Can you give the records as a two-column CSV with the columns "text" and "answer", one row per record, each value in a single quoted field with line breaks replaced by spaces? Begin at the line that has "For each instance of the fog" and stop after the line that has "(1032, 225)".

--- begin GIVEN RECORDS ---

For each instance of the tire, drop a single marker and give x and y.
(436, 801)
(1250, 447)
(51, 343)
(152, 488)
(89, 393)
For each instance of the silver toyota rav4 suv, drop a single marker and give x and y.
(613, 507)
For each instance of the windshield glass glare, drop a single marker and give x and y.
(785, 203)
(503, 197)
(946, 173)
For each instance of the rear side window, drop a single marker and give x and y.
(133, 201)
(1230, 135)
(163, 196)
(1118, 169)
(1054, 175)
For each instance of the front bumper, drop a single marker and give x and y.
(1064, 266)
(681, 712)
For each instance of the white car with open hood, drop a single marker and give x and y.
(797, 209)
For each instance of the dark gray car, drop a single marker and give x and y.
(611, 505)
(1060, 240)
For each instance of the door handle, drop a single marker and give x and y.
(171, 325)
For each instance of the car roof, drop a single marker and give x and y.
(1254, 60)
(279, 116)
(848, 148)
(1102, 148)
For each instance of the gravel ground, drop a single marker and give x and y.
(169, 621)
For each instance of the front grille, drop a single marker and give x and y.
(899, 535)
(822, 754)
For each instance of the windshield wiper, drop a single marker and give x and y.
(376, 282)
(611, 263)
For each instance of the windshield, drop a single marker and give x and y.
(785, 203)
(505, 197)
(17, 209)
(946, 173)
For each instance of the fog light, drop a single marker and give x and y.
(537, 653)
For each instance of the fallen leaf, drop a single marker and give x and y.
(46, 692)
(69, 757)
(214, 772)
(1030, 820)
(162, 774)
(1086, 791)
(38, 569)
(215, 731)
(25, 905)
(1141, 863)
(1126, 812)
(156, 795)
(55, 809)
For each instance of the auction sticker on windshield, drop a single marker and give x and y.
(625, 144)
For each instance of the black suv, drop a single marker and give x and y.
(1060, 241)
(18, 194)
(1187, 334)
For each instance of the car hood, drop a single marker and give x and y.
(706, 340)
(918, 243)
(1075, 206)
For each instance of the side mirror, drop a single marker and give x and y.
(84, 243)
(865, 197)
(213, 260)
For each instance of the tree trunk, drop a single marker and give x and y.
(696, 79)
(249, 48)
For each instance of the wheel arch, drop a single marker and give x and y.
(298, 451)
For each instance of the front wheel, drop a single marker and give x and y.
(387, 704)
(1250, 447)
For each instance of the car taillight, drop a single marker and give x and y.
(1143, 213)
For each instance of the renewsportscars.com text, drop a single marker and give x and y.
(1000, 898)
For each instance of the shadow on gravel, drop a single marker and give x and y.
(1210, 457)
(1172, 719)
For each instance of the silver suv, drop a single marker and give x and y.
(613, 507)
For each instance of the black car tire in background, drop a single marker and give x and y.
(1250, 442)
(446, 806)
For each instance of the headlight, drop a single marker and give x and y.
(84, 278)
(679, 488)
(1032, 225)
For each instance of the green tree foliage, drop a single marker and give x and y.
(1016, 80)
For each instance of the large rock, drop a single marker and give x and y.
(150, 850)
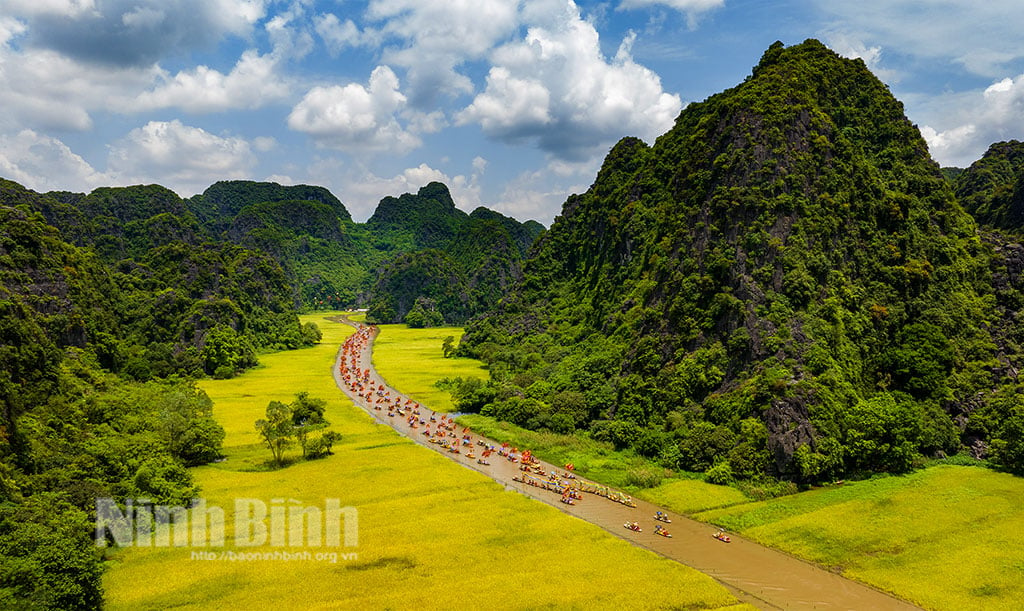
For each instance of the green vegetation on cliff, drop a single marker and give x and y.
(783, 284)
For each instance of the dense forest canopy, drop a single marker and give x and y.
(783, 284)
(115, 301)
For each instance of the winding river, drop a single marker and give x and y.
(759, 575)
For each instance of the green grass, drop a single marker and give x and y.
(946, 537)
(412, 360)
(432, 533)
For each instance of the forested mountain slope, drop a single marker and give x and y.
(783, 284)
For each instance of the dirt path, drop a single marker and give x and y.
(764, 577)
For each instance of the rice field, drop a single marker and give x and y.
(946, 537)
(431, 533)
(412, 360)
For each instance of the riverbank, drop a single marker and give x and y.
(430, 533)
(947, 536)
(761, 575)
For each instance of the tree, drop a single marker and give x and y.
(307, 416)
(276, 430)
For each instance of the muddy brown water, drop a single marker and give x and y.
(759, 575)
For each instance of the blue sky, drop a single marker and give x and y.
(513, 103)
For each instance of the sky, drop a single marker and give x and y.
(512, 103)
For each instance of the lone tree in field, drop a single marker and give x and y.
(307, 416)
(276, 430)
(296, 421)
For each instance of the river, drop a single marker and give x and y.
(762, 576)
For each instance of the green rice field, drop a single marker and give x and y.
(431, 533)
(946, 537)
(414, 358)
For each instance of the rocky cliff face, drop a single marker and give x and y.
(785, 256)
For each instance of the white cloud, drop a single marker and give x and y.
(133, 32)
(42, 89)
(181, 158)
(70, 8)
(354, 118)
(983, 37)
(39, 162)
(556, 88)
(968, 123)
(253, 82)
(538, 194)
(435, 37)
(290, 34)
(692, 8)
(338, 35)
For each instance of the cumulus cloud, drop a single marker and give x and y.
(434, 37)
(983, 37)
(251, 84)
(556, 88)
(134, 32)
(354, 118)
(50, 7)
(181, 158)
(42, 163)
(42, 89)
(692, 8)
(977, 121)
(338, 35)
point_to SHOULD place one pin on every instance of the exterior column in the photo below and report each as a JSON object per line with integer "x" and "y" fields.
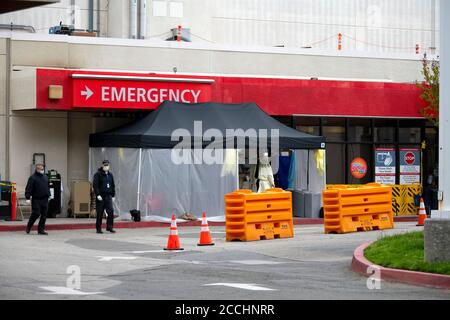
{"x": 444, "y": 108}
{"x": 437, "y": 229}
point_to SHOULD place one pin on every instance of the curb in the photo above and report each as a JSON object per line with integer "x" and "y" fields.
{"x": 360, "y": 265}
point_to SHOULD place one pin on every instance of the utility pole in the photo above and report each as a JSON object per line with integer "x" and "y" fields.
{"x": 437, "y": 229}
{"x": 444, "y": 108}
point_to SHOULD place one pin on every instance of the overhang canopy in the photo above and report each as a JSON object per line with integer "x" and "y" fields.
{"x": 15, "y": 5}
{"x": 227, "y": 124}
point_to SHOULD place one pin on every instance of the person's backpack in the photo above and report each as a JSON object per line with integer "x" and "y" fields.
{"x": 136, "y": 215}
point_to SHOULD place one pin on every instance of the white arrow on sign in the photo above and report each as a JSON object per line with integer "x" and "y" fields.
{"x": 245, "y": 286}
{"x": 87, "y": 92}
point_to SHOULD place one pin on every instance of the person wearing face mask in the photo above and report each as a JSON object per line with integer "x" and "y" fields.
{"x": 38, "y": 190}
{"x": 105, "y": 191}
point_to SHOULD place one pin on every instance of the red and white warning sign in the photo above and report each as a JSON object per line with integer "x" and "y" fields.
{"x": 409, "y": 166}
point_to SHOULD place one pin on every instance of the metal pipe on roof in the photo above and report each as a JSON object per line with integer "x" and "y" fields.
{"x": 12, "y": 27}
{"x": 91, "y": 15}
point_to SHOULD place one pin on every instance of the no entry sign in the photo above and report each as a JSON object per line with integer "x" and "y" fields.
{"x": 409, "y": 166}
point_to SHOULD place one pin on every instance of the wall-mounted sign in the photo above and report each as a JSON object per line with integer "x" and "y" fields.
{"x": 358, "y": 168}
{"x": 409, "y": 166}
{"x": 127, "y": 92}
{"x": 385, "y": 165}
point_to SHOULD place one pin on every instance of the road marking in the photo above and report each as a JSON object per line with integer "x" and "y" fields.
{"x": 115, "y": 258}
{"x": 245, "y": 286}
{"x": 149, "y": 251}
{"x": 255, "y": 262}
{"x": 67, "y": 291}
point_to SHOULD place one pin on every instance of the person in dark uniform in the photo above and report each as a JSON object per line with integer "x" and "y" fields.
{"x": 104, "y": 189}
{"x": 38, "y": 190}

--- end GIVEN RECORDS ---
--- begin GIVEN RECORDS ---

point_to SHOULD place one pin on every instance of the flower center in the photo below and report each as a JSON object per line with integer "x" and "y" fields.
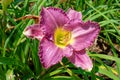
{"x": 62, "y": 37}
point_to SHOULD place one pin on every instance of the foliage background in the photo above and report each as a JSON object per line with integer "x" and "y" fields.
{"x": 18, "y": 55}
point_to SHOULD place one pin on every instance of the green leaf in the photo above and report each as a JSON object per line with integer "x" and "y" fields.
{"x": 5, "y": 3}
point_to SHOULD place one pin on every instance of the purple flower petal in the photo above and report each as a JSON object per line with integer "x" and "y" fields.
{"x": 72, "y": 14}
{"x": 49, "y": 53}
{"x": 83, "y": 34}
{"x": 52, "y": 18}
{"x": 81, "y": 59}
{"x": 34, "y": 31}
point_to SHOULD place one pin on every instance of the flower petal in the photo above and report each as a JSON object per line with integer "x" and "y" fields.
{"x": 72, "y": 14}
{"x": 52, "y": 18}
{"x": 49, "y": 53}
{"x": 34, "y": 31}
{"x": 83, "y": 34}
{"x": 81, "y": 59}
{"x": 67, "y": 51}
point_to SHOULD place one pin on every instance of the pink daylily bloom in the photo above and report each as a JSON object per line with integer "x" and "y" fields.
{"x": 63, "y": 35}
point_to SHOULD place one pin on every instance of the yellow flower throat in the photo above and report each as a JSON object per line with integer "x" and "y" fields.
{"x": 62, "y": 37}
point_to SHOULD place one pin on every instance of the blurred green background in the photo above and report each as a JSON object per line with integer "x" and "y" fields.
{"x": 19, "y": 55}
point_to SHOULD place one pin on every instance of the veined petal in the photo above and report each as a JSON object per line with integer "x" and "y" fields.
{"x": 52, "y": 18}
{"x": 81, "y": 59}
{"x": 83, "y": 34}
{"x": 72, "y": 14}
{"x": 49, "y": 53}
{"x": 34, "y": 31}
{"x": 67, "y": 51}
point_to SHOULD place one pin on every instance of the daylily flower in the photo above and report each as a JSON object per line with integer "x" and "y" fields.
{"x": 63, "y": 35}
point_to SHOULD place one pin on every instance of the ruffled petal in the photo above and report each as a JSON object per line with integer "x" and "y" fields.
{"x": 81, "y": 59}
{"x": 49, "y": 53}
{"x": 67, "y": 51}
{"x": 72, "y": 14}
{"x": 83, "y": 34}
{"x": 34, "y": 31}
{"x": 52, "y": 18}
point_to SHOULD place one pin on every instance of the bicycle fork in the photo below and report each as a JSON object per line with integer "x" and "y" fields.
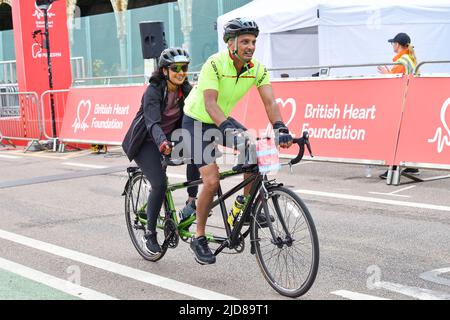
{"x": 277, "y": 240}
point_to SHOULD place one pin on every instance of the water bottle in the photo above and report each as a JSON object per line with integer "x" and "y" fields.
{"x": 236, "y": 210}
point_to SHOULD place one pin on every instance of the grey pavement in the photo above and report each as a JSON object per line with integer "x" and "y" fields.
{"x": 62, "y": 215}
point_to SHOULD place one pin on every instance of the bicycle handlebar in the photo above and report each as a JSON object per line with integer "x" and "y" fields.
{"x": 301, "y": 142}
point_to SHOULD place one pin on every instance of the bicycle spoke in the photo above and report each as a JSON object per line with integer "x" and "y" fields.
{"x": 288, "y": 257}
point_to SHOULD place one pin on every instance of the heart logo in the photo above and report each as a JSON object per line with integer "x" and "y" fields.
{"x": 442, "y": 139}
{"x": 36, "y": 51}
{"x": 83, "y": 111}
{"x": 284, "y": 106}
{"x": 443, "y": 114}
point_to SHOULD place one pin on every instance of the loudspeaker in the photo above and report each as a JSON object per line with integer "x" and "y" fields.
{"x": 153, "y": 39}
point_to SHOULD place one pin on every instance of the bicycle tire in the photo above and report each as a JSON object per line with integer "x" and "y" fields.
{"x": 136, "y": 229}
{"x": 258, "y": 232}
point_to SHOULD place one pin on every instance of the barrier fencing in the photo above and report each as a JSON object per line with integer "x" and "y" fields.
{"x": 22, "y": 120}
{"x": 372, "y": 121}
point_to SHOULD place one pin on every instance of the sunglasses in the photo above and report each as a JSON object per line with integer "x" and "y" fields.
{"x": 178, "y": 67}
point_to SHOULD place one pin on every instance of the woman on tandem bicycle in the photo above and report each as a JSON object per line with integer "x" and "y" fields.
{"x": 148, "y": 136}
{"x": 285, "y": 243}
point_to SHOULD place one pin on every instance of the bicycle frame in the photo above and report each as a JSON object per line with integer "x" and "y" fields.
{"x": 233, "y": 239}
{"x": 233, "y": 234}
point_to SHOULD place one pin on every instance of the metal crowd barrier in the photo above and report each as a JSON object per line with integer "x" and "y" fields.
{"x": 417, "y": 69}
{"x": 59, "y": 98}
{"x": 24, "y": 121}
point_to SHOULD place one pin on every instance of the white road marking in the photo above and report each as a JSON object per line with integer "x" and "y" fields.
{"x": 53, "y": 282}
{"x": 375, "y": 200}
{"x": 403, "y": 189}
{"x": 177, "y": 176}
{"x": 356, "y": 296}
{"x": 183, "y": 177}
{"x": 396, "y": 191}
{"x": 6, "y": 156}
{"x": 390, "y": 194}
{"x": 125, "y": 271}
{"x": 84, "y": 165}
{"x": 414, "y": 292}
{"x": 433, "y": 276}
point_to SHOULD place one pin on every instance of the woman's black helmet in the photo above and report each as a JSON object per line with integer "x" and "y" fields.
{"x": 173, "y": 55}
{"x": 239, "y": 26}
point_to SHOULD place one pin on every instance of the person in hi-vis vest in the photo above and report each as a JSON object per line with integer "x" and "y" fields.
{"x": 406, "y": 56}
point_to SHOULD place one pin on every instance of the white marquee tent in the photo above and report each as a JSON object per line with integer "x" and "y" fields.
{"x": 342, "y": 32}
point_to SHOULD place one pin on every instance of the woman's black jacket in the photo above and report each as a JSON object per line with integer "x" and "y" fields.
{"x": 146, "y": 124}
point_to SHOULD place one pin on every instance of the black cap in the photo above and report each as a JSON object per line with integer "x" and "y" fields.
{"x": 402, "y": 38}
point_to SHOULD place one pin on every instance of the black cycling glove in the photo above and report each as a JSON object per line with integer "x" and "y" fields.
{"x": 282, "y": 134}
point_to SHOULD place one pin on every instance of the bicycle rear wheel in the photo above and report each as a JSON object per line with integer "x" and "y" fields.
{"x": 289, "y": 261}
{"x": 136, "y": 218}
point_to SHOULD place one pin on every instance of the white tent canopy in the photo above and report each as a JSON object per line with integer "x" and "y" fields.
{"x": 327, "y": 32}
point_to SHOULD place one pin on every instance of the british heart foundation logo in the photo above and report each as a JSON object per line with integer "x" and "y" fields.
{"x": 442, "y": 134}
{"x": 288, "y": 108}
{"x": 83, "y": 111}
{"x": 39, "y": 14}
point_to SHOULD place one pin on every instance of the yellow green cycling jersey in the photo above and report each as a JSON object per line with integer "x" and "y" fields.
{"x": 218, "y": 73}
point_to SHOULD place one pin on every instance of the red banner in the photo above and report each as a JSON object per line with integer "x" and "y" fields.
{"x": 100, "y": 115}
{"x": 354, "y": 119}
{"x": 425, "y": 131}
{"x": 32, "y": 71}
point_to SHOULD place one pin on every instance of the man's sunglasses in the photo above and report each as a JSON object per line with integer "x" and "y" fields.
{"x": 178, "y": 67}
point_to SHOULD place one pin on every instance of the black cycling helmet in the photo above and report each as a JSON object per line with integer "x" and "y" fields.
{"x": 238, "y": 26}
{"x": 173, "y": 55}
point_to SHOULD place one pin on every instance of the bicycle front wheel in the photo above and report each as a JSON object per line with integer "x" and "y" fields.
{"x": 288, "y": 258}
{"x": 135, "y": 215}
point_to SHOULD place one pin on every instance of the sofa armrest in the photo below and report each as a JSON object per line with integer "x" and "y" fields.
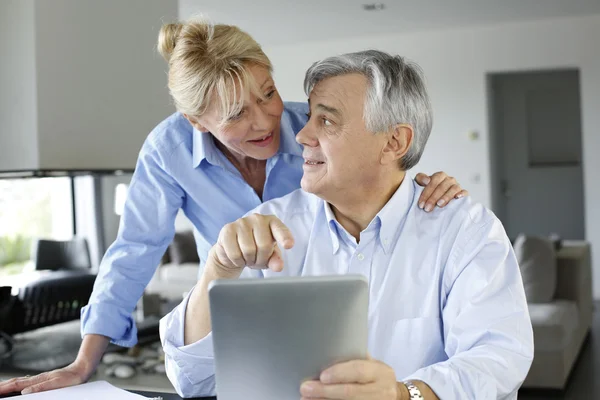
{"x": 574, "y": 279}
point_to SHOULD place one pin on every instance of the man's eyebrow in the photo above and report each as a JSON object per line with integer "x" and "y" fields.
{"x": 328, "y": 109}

--- end GIVEN RECORDS ---

| FINISHED ANSWER |
text,answer
"For each instance of the fog light, drop a single marker and give x and y.","(537, 653)"
"For each instance of the fallen leaf, drop a single marker and give x and y.","(46, 692) (69, 757) (214, 772) (1030, 820) (162, 774) (1086, 791) (38, 569) (215, 731) (25, 905) (1141, 863) (1126, 812) (156, 795) (55, 809)"
"For each instance of the auction sticker on windshield, drop a single marker and give x and y.","(625, 144)"
"For each instance of the black suv, drop a single marker and give x and y.","(1060, 241) (18, 194) (1187, 334)"
"For each instance of the car hood, drop a single marker and give x and y.","(706, 340) (918, 243) (1075, 206)"
"For each instance of the side mirror, drop a single marker and give x and y.","(84, 243) (865, 197) (213, 260)"
"For each instance of the tree trunk, drop a single marker and give x and y.","(696, 79) (249, 48)"
"For each instance of the wheel arch, drop a single marker and give x and y.","(298, 451)"
"For each instance of the front wheel, drop a single marker and give x and y.","(387, 704) (1250, 447)"
"For each instance of the car taillight, drop a single marker and give x and y.","(1143, 213)"
"For each instance of the renewsportscars.com text, drop a single marker and give x and y.","(1000, 898)"
"For each instance of the shadow on gravel, drop a single marker and give x and y.","(1210, 457) (1172, 719)"
"For each instance of the silver suv, drop a single marker and give x and y.","(613, 507)"
"For each instance of the black car tire in background, drop a single marker and give x and y.","(1250, 442) (446, 806)"
"For each instance of the headlight, drop a single marker and give x and y.","(84, 278) (679, 488) (1032, 225)"